Given text:
⟨

Friday, September 13, 2013

Learning at Home: Part 5 of 9

It became startlingly clear to me only after I thought and felt and prayed my way through my list of hopes/objectives/dreams for my children that there is something missing from every single one of my lists that I surely would have expected.

Schooling.  Education.

None of my lists say anything about how much schooling I would like for my children to have; none of them speak to how or when they will acquire academic knowledge and skills; and none of them refer to the success I hope my children least not in the way the world defines it.

Nothing like these things on any of my lists.  I've checked.

I surely do hope that my children love to learn, and I surely hope that they will pursue whatever education enables them to love the work that they do someday, and I surely hope that they are able to earn enough money to provide for themselves and for the families they may have.

But what's so surprising to me is that I mostly don't aspire any longer for their success in a way that most around me would define it.  Sometimes I still get a little swamped, again, by aspirations for their successes in a more materialistic or academic sense - after all, this is the world we live in and I feel surrounded by it and pressured by it.  But more and more, I see how empty those pursuits are in and of themselves, and how much more I want for my children.

Education is a huge part of who I am.  I am a highly educated woman by the world's any standards, really.  I have enjoyed success in a worldly sense in the years before h/schooling and adoption took over our family life and before we chose that I would spend my daytime hours working in our home.  I am married to someone who is also highly educated and who, like me, believes in the value of education.  My children, I hope, will have access to post secondary education.

But I'm truly coming to the point of believing that schooling is merely a means to attaining the other, more important things in life.  And it's the more important things in life that I particularly crave for my children.

The other thing that's becoming very clear to me over the past few months is that my conclusions are leading me into uncomfortable territory...territory that I wish could remain unexplored...territory that had me experiencing my first ever full scale panic attack just weeks ago.

⟩

Provided information:

⟨

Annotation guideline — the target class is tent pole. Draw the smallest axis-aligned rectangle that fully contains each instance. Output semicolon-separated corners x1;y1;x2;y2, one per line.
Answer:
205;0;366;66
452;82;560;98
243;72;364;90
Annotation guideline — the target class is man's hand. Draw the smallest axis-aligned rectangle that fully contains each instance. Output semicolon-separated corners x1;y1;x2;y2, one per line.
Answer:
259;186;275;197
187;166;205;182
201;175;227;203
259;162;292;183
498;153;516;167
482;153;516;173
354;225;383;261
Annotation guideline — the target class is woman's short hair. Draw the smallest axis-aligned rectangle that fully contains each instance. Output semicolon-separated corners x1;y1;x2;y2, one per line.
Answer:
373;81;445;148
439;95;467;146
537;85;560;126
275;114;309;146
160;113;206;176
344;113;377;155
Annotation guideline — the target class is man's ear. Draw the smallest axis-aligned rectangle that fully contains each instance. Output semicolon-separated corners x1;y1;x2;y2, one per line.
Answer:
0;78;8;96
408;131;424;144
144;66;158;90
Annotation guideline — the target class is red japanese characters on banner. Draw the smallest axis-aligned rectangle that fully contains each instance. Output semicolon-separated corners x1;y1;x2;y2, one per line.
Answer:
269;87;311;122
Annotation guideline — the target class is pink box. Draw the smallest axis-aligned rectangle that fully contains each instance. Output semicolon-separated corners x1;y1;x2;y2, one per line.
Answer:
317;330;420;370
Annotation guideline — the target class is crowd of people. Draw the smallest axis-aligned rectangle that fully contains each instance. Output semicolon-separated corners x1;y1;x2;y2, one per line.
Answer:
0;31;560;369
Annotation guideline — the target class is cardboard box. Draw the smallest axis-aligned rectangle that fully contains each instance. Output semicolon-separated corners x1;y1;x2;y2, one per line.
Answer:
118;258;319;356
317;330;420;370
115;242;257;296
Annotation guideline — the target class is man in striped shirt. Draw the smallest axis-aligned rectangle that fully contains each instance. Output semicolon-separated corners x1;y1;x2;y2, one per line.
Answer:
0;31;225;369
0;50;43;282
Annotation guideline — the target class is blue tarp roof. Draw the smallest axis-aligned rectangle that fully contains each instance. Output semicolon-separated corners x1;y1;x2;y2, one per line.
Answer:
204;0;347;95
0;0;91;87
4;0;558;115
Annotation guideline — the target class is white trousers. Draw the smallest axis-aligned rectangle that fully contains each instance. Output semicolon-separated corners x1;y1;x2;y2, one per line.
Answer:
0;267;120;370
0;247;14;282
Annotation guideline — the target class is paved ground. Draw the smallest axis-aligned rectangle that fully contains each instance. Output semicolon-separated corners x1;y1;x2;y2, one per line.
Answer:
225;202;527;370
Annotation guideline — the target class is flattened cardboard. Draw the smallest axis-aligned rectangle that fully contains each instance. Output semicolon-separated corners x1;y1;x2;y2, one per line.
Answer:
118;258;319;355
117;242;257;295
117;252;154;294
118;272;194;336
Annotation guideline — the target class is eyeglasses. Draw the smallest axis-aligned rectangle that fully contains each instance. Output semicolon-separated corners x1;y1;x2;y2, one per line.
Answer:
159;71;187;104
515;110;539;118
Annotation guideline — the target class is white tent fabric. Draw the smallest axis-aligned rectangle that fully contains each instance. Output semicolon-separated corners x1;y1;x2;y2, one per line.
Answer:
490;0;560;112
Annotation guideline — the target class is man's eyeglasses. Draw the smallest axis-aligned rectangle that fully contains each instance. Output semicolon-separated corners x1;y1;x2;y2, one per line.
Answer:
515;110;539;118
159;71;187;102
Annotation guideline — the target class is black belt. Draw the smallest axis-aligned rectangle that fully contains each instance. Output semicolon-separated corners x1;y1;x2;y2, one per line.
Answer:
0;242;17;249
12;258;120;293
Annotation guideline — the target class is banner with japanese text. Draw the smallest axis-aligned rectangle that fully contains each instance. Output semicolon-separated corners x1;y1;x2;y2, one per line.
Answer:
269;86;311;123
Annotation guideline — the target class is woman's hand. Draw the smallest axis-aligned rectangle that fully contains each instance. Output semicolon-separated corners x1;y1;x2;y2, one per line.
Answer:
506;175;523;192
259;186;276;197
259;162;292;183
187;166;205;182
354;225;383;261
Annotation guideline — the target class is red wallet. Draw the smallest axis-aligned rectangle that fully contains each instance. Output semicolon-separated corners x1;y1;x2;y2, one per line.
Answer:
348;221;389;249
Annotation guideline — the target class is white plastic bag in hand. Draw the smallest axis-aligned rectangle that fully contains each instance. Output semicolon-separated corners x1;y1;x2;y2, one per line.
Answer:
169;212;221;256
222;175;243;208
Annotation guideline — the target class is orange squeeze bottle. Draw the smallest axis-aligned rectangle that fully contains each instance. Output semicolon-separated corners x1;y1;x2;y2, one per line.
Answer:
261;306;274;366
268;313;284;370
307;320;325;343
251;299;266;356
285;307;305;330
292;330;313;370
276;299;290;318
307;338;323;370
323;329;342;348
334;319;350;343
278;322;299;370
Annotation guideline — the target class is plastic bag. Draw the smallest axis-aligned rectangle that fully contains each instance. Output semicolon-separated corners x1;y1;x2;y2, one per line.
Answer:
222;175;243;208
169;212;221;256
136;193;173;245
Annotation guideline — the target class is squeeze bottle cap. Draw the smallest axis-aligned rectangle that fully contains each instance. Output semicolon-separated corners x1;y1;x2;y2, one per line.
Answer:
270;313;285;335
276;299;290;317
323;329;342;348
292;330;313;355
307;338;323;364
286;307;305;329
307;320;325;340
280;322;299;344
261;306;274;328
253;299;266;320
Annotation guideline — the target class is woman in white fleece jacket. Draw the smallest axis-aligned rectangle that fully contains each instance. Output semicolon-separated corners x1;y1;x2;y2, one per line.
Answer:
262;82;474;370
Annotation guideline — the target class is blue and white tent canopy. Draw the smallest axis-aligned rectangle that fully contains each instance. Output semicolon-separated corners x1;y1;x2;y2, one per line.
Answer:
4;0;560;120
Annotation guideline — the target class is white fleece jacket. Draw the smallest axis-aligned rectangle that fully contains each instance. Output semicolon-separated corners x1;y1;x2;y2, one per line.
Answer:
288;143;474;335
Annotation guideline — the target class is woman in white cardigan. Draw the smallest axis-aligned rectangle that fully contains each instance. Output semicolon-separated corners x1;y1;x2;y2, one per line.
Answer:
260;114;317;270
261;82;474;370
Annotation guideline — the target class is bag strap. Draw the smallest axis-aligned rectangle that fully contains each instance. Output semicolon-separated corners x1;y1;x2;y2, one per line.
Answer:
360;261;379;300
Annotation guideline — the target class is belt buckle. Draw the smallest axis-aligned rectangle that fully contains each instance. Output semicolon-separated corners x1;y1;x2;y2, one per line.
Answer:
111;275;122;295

⟩
⟨

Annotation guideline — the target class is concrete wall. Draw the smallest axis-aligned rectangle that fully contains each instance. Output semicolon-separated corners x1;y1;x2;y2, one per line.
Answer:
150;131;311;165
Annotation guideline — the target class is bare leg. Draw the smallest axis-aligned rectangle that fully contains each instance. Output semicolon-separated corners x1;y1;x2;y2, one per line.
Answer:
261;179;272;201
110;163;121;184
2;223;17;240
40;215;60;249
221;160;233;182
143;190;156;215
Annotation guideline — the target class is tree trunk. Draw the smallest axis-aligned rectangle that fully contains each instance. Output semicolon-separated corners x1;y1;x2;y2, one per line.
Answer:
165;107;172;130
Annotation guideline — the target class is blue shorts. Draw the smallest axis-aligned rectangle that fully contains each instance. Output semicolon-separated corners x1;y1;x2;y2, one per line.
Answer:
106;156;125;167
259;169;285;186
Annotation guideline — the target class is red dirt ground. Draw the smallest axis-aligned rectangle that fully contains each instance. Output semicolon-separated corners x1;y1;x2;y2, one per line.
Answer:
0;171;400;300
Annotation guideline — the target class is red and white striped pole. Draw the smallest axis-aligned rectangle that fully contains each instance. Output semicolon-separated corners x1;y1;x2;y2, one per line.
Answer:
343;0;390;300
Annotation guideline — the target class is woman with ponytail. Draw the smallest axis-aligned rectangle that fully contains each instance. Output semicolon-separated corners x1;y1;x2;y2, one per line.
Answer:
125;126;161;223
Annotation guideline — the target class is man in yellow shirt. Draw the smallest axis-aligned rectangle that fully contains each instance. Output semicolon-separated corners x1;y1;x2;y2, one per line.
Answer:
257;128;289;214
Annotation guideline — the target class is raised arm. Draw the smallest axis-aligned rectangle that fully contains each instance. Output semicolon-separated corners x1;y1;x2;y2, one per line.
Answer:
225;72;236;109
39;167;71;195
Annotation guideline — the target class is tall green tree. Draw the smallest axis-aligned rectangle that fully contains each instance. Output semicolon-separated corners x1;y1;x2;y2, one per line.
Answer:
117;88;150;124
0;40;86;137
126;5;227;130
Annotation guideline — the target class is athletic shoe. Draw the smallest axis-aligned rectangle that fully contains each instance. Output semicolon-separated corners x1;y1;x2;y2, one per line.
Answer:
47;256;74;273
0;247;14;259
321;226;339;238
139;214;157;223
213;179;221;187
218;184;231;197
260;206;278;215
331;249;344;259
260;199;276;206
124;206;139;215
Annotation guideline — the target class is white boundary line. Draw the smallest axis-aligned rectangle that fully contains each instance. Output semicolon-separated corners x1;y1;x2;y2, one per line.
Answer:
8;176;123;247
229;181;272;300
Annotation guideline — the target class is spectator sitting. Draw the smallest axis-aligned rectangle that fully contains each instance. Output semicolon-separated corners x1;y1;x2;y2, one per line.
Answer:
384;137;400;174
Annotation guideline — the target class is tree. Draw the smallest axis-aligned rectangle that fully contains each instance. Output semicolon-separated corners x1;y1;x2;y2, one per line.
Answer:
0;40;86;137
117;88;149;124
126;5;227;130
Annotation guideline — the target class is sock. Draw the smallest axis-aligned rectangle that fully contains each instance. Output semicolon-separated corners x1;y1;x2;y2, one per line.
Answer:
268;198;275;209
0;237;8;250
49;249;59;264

⟩

Exercise goal: Translate this sentence from the blog post into Spanish: "But I'm truly coming to the point of believing that schooling is merely a means to attaining the other, more important things in life." Draw only on the blog post, not on the rows.

Result below: Pero realmente estoy llegando al punto de creer que la escolarización es simplemente un medio para alcanzar las otras cosas, más importantes, de la vida.